───── PASSAGE TO READ
Due to the deteriorating global environment and the decreasing availability of renewable energy, energy conservation and emission reduction are crucial topics that cannot be neglected. Monitoring the power consumption of specific household appliances and providing users with more accurate and sophisticated services for home energy consumption evaluation can be challenging due to the widespread use and high operational flexibility of household appliances. Load monitoring has increasingly demonstrated enormous research potential in energy conservation and management, enabling household users to comprehend the energy consumption of household equipment more precisely and clearly and to optimize power management. In general, load monitoring can be categorized into two distinct categories, namely, intrusive load monitoring (ILM) and non-intrusive load monitoring (NILM). ILM refers to a technology that records electricity usage by installing sensors on each electrical appliance, with high accuracy but also high implementation costs and complexity. NILM was first proposed by Hart [1] in 1992 using the concept of non-intrusive load decomposition, which involves recording total electricity consumption by installing sensors at the home electricity meter. A series of algorithms are then used to estimate information such as the operating status and energy consumption level of specific electrical appliances. Not only can NILM reduce household energy consumption by 12% [2], which will benefit both consumers and power grid businesses economically, but it also plays a significant role in global energy conservation and emission reductions. In comparison to ILM, NILM possesses numerous advantages, including a reduced intrusion into consumer residences, a minimal financial investment, and exceptional practicality [3].

Over the past few years, NILM has received widespread attention from researchers. Optimization and pattern recognition are the primary methods for studying load monitoring. The optimization approach aims to identify the optimal combination of electrical appliances in order to minimize the discrepancy between the aggregated power consumption and the sum of the power consumption of each individual electrical appliance. Hart [1] clustered comparable events of electrical characteristics and used combinatorial optimization (CO) to divide each device into several states, each of which has a corresponding power consumption. Dash [4] and Wittmann [5] address the issue of electrical state overlap by employing mixed integer programming techniques. Although the performance of load disaggregation has been significantly improved, it cannot be used in every instance. In [6], it was suggested to use a load identification method based on the dynamic time warping (DTW) algorithm to measure the similarity between the variable-length raw transient power waveform sample and the template time-series. With the rise of big data and machine learning, many pattern recognition techniques, including k-nearest neighbors (KNNs) [7], support vector machine (SVM) [8], hidden Markov model (HMM) and its variants [9], artificial neural network (ANN) [10], and decision tree (DT) [11], have been applied to NILM. Although these techniques have been proven to increase the accuracy of NILM, they are difficult to implement in practice since they require manual feature extraction from a large data set [12]. Furthermore, as the number of electrical appliances increases, the complexity of the models based on optimization or pattern recognition also increases exponentially.
──────────
** STATED PROBLEM A **
List the pattern recognition techniques that the load monitoring passage says have been applied to NILM.
** STATED PROBLEM B **
Please substitute "lamp" for "lantern" in the entries, starting with the line that contains "TARGET = lantern top vent" and going on through the last line of the entries. Give only those lines, with nothing else changed.
These entries have no connection to the load monitoring passage.
───── RECORD LIST
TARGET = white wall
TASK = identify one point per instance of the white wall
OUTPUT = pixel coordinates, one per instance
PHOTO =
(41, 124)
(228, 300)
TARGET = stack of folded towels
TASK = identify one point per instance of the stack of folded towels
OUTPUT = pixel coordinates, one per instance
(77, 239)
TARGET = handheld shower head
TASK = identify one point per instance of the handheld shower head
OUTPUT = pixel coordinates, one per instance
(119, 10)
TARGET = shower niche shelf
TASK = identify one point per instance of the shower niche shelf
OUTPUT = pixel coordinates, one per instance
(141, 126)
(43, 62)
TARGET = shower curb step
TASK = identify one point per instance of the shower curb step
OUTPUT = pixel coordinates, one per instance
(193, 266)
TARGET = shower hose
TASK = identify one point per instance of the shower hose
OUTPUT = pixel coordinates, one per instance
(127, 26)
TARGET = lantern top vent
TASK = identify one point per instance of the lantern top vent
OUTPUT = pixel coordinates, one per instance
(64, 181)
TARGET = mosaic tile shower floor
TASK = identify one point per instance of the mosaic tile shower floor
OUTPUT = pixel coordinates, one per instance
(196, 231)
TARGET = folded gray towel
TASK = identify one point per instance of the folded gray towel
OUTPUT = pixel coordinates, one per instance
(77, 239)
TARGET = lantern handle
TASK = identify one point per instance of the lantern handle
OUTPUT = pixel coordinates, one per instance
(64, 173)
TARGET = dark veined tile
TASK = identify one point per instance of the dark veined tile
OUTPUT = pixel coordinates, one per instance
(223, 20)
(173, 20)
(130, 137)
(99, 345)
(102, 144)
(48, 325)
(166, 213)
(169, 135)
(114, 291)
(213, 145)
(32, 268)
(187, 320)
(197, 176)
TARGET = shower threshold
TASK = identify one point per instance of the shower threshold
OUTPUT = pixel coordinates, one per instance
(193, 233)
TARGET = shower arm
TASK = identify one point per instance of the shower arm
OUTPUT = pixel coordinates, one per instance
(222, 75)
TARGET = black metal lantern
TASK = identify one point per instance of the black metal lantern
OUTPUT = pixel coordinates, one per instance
──────────
** FULL OUTPUT A **
- k-nearest neighbors (KNNs)
- support vector machine (SVM)
- hidden Markov model (HMM) and its variants
- artificial neural network (ANN)
- decision tree (DT)

** FULL OUTPUT B **
TARGET = lamp top vent
TASK = identify one point per instance of the lamp top vent
OUTPUT = pixel coordinates, one per instance
(64, 181)
TARGET = mosaic tile shower floor
TASK = identify one point per instance of the mosaic tile shower floor
OUTPUT = pixel coordinates, one per instance
(196, 231)
TARGET = folded gray towel
TASK = identify one point per instance of the folded gray towel
OUTPUT = pixel coordinates, one per instance
(77, 239)
TARGET = lamp handle
TASK = identify one point per instance of the lamp handle
OUTPUT = pixel coordinates, one per instance
(64, 173)
TARGET = dark veined tile
TASK = identify one point per instance of the dark veined tile
OUTPUT = pixel coordinates, one per instance
(223, 20)
(173, 20)
(130, 137)
(99, 345)
(102, 144)
(48, 325)
(166, 213)
(169, 135)
(114, 291)
(213, 145)
(32, 268)
(187, 320)
(197, 176)
TARGET = shower threshold
TASK = identify one point per instance of the shower threshold
OUTPUT = pixel coordinates, one per instance
(193, 233)
TARGET = shower arm
TASK = identify one point per instance of the shower arm
OUTPUT = pixel coordinates, one per instance
(222, 75)
TARGET = black metal lamp
TASK = identify one point per instance of the black metal lamp
OUTPUT = pixel coordinates, one per instance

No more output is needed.